Rewrite the records from the line with "Task: annotation of the green apron." through the end of the records, replacing each "keypoint" with "marker" and leaving everything else unchanged.

Records of labeled points:
——————
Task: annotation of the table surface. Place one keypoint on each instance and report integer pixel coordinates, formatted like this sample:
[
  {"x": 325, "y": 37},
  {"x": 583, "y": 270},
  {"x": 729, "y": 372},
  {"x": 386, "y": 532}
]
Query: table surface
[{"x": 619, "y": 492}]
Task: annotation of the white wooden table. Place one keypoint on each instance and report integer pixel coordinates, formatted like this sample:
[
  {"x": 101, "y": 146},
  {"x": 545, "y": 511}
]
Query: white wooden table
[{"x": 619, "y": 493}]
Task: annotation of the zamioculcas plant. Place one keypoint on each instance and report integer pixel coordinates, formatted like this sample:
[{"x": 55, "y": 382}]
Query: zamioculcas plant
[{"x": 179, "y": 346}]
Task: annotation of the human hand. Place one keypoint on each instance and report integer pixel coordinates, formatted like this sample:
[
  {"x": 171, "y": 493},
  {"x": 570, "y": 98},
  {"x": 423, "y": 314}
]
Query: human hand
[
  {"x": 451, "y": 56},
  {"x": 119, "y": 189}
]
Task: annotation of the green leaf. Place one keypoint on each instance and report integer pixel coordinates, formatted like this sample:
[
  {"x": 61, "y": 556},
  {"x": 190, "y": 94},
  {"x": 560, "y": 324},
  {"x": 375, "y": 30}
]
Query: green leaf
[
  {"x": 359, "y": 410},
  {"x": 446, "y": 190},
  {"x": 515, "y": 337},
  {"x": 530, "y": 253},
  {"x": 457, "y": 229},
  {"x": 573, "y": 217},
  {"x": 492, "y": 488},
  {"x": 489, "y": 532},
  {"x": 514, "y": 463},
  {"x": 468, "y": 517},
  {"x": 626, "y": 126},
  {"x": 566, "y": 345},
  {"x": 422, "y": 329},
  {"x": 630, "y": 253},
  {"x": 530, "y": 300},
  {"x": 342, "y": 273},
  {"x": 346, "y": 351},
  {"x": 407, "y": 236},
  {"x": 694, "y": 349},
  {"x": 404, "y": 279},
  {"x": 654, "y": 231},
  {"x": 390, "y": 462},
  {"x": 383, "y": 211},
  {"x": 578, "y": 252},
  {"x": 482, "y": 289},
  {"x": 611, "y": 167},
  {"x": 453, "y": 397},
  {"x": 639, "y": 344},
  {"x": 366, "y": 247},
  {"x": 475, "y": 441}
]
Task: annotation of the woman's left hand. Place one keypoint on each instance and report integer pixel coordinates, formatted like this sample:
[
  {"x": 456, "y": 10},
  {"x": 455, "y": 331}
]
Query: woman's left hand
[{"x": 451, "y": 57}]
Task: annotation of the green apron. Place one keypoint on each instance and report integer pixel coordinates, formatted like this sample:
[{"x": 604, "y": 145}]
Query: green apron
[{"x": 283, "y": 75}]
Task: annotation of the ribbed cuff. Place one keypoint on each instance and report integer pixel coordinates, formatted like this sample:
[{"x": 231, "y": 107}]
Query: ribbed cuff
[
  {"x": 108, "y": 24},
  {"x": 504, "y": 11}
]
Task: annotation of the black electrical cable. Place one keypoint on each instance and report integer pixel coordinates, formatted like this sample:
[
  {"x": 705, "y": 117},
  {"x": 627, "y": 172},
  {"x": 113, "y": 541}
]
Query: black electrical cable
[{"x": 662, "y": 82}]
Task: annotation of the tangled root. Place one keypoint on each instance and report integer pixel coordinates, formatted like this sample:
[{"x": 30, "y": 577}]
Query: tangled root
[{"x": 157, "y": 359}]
——————
Answer to this problem:
Task: annotation of the green apron. Place one marker on each instance and report integer pixel coordinates, formatted like this sample:
[{"x": 604, "y": 145}]
Query: green apron
[{"x": 283, "y": 75}]
Task: annotation of the ribbed cuff. Place one marker on each instance and report integer pixel coordinates, formatted like this sample:
[{"x": 231, "y": 107}]
Query: ribbed cuff
[
  {"x": 108, "y": 24},
  {"x": 504, "y": 11}
]
Task: annotation of the black electrical cable. Place one marker on each instance and report integer pixel coordinates, formatted like this sample:
[
  {"x": 705, "y": 117},
  {"x": 627, "y": 172},
  {"x": 113, "y": 541}
]
Query: black electrical cable
[{"x": 662, "y": 82}]
Task: annotation of the tangled root. Place one marker on each instance and report integer pixel coordinates, formatted like this sample:
[{"x": 30, "y": 577}]
Query: tangled root
[{"x": 157, "y": 359}]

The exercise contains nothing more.